GIVEN RECORDS

━━━

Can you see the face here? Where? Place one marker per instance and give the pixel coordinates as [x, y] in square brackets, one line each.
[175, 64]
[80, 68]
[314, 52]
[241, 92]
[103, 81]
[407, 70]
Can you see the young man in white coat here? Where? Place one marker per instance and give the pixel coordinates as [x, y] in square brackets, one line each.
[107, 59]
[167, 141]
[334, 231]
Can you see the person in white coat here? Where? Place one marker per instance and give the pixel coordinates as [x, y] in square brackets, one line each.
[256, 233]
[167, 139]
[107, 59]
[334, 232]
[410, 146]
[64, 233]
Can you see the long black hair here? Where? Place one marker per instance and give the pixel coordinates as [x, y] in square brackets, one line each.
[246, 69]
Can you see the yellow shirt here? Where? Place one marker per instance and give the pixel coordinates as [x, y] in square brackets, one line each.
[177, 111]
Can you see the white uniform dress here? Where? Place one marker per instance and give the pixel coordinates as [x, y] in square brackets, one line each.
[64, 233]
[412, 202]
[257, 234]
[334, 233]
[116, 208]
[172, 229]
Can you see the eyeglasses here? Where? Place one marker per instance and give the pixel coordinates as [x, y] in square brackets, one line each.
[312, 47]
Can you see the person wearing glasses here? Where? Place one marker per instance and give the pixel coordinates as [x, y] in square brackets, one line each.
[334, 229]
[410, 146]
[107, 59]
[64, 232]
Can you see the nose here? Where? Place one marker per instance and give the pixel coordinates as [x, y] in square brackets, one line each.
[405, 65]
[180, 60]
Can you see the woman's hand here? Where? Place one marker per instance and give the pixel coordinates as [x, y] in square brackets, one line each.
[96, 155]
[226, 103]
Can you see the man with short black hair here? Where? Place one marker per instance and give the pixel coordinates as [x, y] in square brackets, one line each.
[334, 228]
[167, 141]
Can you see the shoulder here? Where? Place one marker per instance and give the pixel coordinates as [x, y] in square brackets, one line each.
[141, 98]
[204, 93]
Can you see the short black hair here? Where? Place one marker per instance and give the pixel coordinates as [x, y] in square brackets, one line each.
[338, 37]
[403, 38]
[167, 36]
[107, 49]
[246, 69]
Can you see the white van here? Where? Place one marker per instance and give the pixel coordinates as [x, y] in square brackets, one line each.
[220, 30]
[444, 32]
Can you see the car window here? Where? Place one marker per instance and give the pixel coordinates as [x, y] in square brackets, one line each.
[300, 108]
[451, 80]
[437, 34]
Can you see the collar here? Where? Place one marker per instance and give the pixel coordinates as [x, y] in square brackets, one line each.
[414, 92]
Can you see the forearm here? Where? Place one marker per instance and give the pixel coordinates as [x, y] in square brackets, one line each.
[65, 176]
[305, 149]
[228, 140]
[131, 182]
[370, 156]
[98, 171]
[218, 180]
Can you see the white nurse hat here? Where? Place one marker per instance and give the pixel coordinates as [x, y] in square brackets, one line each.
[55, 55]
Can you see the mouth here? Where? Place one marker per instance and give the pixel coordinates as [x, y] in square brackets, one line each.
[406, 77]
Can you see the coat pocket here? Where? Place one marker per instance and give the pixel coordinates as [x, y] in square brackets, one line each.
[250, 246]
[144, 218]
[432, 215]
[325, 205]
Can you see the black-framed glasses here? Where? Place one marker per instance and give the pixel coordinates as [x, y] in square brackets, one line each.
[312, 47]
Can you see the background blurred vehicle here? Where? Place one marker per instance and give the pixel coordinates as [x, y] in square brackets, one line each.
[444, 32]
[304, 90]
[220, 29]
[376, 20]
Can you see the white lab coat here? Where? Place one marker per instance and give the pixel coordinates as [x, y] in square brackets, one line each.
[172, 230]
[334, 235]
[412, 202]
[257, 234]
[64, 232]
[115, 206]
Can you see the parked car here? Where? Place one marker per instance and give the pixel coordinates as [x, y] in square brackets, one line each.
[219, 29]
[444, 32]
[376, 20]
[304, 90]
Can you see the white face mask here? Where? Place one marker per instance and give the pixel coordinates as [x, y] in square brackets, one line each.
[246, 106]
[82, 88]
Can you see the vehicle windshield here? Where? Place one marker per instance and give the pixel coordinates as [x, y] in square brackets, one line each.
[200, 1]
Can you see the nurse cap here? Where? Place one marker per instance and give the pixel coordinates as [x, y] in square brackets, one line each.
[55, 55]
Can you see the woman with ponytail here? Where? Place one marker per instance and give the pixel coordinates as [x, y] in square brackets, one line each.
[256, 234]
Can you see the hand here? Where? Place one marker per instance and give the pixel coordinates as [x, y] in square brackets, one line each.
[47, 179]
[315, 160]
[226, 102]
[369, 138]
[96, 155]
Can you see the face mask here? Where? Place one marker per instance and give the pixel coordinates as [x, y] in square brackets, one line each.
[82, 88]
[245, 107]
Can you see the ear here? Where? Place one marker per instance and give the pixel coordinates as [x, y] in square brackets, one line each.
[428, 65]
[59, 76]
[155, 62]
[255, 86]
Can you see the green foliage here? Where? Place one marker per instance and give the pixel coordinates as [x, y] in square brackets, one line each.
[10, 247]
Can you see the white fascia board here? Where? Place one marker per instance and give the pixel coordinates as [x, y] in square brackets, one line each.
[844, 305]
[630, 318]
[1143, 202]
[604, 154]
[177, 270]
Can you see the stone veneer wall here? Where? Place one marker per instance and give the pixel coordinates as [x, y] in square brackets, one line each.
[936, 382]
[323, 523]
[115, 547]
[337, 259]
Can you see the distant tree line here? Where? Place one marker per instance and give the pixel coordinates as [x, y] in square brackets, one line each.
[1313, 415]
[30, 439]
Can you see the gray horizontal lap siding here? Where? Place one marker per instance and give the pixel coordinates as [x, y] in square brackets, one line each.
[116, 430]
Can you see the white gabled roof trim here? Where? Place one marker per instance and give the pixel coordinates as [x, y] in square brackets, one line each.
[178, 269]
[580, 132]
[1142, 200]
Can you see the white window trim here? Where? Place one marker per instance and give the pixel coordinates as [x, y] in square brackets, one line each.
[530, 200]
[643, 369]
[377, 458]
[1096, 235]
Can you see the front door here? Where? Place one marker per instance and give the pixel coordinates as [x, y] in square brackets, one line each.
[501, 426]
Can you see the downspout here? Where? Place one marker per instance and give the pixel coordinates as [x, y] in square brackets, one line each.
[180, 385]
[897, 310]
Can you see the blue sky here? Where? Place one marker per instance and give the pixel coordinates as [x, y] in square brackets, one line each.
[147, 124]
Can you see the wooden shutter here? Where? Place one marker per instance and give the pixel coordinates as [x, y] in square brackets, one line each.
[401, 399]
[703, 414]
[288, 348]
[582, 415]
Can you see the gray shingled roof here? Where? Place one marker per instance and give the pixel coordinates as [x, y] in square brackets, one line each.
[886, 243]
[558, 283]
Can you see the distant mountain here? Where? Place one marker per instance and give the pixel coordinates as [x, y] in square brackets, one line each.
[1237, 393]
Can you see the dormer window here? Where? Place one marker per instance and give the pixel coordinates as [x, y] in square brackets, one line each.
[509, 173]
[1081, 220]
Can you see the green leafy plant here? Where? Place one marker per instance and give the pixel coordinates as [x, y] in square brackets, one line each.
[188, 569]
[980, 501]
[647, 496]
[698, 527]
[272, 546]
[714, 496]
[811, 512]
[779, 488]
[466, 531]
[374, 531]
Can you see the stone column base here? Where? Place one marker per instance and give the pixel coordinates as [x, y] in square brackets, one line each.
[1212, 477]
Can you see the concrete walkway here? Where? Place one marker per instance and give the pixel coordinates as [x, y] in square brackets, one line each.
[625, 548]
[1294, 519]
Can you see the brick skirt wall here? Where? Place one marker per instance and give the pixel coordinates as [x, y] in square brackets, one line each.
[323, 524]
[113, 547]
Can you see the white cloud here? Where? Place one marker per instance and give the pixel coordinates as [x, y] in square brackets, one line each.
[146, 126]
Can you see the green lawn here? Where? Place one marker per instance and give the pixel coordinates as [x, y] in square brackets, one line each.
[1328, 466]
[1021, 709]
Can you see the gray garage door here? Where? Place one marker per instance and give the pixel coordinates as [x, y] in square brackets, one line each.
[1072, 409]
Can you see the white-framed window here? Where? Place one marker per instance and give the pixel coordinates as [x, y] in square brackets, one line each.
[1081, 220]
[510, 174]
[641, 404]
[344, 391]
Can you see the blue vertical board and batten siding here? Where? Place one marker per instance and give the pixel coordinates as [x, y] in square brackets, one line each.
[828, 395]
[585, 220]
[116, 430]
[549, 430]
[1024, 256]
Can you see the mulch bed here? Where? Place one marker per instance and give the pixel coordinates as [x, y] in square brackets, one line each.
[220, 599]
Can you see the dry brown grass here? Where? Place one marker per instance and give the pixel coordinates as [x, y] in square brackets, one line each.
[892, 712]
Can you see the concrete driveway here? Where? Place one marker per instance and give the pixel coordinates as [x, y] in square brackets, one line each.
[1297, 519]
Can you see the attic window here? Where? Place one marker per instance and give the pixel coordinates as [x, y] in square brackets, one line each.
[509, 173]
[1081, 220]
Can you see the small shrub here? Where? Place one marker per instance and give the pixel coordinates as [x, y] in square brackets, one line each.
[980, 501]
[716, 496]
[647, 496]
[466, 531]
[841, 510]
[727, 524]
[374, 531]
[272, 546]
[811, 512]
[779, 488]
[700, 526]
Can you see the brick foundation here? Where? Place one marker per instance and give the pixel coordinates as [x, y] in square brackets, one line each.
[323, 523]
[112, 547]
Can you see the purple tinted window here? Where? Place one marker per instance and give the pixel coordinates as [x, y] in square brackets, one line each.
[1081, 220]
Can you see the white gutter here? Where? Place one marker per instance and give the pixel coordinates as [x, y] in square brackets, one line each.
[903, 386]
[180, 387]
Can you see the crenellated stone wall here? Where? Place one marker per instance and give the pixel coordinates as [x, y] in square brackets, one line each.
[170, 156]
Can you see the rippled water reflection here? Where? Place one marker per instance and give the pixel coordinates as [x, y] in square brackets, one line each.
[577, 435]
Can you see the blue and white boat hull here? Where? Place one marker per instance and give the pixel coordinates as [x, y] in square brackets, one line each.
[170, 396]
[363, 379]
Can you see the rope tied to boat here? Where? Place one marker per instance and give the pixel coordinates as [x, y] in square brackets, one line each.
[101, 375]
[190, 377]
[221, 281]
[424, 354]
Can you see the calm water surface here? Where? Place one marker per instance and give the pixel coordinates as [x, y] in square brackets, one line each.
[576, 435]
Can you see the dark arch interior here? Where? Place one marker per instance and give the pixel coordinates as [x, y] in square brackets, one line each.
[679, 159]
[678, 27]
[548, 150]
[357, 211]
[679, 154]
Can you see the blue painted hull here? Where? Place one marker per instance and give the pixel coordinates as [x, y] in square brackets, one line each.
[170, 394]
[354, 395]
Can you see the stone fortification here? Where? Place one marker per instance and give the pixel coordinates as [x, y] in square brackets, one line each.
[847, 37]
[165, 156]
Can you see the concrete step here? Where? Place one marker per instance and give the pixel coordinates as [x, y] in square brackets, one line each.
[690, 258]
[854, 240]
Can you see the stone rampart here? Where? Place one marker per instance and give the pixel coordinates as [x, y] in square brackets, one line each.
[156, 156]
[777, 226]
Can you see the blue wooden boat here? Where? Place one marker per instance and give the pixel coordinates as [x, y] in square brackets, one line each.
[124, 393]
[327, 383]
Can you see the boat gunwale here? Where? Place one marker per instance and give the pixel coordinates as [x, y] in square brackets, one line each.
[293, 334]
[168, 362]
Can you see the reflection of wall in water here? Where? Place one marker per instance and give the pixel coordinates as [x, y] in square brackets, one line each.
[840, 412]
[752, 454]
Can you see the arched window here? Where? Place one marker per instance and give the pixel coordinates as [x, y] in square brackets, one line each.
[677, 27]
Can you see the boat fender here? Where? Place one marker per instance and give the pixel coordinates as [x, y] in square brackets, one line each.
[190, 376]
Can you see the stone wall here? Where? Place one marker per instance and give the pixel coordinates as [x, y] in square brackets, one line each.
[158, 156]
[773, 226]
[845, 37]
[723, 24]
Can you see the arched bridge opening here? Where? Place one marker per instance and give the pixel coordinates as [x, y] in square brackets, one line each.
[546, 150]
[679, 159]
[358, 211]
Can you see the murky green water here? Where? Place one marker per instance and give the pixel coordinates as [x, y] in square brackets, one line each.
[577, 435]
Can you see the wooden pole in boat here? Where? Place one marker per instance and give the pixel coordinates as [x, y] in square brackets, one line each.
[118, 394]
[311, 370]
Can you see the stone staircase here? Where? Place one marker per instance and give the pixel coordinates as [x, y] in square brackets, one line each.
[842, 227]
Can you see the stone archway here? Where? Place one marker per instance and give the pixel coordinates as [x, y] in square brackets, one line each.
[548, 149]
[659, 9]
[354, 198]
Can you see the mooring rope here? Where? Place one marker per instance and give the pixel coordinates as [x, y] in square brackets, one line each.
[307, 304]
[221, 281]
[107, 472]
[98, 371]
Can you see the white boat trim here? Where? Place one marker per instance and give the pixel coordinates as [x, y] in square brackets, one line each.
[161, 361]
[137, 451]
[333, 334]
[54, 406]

━━━

WHAT IS REQUIRED
Would you quote, exactly and only, the lines from the one containing "Can you see the stone wall" to the end of the entries?

TASK RESPONSE
Can you see the stone wall here? Where? Place one marker per instance and give the pixel coordinates as [x, y] in square brackets, one line each.
[158, 156]
[773, 226]
[845, 37]
[723, 24]
Can you see the arched bridge opening here? Where? Place one marker per instance and give the pixel coordinates as [x, y] in square brackets, one line each.
[546, 150]
[679, 159]
[358, 211]
Can you see the murky green water here? Where? Place one marker per instance and give the pixel coordinates as [x, y] in square brackets, one line each.
[577, 435]
Can you see the wooden pole in boat here? Where? Place one marker per instance and give the pixel coordinates as [x, y] in square brackets, one line each.
[118, 394]
[311, 370]
Can you see the stone staircase here? Where? Place one marker per instance and give the pixel coordinates as [x, y] in square brackets, one line each.
[842, 227]
Can you see the stone archway here? Where? Place one marker per instance and give the pixel coordinates as [x, y] in square brackets, one line each.
[548, 149]
[659, 9]
[354, 198]
Can you see the mooring rope here? Where? Place one marker per instance and give the pixel coordinates as [x, y] in square brackets, one line each.
[307, 304]
[221, 281]
[107, 472]
[98, 371]
Can you see the white boat trim here? Where? Place one marker per instance and give the pixel coordinates as [x, y] in square brackets, one line each.
[161, 361]
[137, 451]
[333, 334]
[54, 406]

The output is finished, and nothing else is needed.